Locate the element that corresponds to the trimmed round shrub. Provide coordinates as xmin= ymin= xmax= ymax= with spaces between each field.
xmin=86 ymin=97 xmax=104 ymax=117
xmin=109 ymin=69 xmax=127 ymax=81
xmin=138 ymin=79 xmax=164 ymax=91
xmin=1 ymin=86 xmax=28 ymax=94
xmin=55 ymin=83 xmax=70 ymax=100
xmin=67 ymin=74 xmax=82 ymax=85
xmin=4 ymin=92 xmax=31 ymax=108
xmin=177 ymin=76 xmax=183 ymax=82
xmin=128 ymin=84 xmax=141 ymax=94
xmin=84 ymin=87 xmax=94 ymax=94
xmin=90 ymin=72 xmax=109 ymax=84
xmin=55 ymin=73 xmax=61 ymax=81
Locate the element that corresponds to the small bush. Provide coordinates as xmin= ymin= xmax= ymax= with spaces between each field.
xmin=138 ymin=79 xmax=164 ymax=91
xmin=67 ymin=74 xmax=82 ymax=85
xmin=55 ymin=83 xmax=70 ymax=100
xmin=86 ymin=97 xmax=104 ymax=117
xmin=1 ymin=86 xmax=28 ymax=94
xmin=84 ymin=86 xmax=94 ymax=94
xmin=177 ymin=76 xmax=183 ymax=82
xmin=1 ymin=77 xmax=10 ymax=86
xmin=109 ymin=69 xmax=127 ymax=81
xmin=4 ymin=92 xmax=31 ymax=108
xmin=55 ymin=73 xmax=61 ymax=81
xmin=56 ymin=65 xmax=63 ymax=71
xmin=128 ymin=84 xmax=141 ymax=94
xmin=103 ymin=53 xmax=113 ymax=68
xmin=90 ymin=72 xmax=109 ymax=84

########################################

- [TASK TO CARRY OUT]:
The answer should be the complete set of records, printed exactly.

- [SOLUTION BELOW]:
Locate the element that corresponds to the trimmed round shrub. Provide coordinates as xmin= ymin= xmax= ymax= with spaces between each field.
xmin=86 ymin=97 xmax=104 ymax=117
xmin=109 ymin=69 xmax=127 ymax=81
xmin=138 ymin=79 xmax=164 ymax=91
xmin=1 ymin=86 xmax=28 ymax=94
xmin=55 ymin=83 xmax=70 ymax=100
xmin=67 ymin=74 xmax=82 ymax=85
xmin=4 ymin=92 xmax=31 ymax=108
xmin=177 ymin=76 xmax=183 ymax=82
xmin=128 ymin=84 xmax=141 ymax=94
xmin=84 ymin=87 xmax=94 ymax=94
xmin=90 ymin=72 xmax=109 ymax=84
xmin=55 ymin=73 xmax=61 ymax=81
Locate the element that corresponds to the small bush. Provide coordinates as xmin= ymin= xmax= ymax= with spaces between each field.
xmin=138 ymin=79 xmax=164 ymax=91
xmin=67 ymin=74 xmax=82 ymax=85
xmin=55 ymin=83 xmax=70 ymax=100
xmin=86 ymin=97 xmax=104 ymax=117
xmin=1 ymin=86 xmax=28 ymax=94
xmin=84 ymin=86 xmax=94 ymax=94
xmin=177 ymin=76 xmax=183 ymax=82
xmin=1 ymin=77 xmax=10 ymax=86
xmin=109 ymin=69 xmax=127 ymax=81
xmin=4 ymin=92 xmax=31 ymax=108
xmin=55 ymin=73 xmax=61 ymax=81
xmin=56 ymin=65 xmax=63 ymax=71
xmin=128 ymin=84 xmax=141 ymax=94
xmin=103 ymin=53 xmax=113 ymax=68
xmin=90 ymin=72 xmax=109 ymax=84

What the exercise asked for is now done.